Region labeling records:
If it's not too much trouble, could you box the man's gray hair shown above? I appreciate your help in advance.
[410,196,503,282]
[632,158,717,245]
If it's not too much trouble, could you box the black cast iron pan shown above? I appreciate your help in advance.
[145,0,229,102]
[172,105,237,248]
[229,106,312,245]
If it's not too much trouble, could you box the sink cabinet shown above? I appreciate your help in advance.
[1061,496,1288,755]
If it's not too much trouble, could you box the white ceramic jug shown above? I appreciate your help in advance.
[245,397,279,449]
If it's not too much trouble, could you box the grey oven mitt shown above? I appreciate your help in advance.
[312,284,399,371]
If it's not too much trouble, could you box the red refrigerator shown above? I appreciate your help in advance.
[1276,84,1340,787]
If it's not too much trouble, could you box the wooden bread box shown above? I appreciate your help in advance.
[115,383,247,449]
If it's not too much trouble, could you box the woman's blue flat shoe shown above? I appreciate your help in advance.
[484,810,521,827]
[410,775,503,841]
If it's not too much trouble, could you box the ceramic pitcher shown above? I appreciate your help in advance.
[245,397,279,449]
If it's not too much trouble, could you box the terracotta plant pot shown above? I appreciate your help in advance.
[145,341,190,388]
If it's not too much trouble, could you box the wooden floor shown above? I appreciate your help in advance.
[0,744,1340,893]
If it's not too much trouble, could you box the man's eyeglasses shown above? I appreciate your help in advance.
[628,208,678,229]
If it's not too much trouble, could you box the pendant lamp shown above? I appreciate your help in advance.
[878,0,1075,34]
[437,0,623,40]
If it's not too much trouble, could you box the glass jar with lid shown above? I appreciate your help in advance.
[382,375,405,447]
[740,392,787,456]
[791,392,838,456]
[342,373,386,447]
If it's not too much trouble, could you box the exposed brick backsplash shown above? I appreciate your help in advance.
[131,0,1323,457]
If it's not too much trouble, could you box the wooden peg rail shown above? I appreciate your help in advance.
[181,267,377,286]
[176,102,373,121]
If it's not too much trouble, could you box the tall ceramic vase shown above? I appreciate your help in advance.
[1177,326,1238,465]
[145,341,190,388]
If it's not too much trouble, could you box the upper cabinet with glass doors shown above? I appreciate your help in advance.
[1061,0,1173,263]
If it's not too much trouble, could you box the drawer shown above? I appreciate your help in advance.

[Prompt] Return the data verbatim from its first line through the line containing "[342,373,386,447]", including that line.

[Full answer]
If it's not too much trouble, could you box the man's gray hair shown above? I appreciate your help in advance.
[410,196,503,282]
[632,158,717,245]
If it's not too much trouble, could you box the black cast iron pan shown above? I appreciate your help in advance.
[145,0,229,102]
[172,105,237,248]
[229,106,312,245]
If it's not too much trouble, could you box the sink cabinet shown above? I appreciate your help in advance.
[1061,496,1288,755]
If it's not too much trouble, could you box the white ceramic jug shown above? I appreciate your help in advance.
[245,397,279,449]
If it's not too much trouble, could you box the grey oven mitt shown above? I appreciate your help in advance.
[312,284,399,371]
If it's not too much trouble, could you box the red refrigerator shown above? I appreciate your help in advance.
[1276,84,1340,787]
If it's not too much trouble, could you box the wooden bread box shown above? I appreciate your help in advance.
[115,383,247,449]
If it's not too much trouble, could you box the woman's blue flat shoe shown above? I appreciate your help in advance.
[484,810,521,827]
[410,775,503,841]
If it's not too much trouble, could you box the ceramic pitcher shown above? I appreciate your help in advance.
[245,397,279,449]
If it's not too much trouble, could you box the terracotta plant pot shown above? I appreciate your help in advance.
[145,341,190,388]
If it's not too much trouble, could you box the wooden floor shown above? I appreciate your help in advance.
[0,744,1340,893]
If it's not too much trouble, could you box the man's eyeglasses shown above? I appreciate your help in advance.
[628,208,678,229]
If it's not too much trouble, could you box the pendant lamp shown above? I appreciate your help in advance.
[878,0,1075,34]
[437,0,623,40]
If it's not too much trouble, could you box the glass jar with lid shown above? I appreciate your help in advance.
[382,375,405,447]
[740,392,787,456]
[791,392,838,456]
[342,373,386,447]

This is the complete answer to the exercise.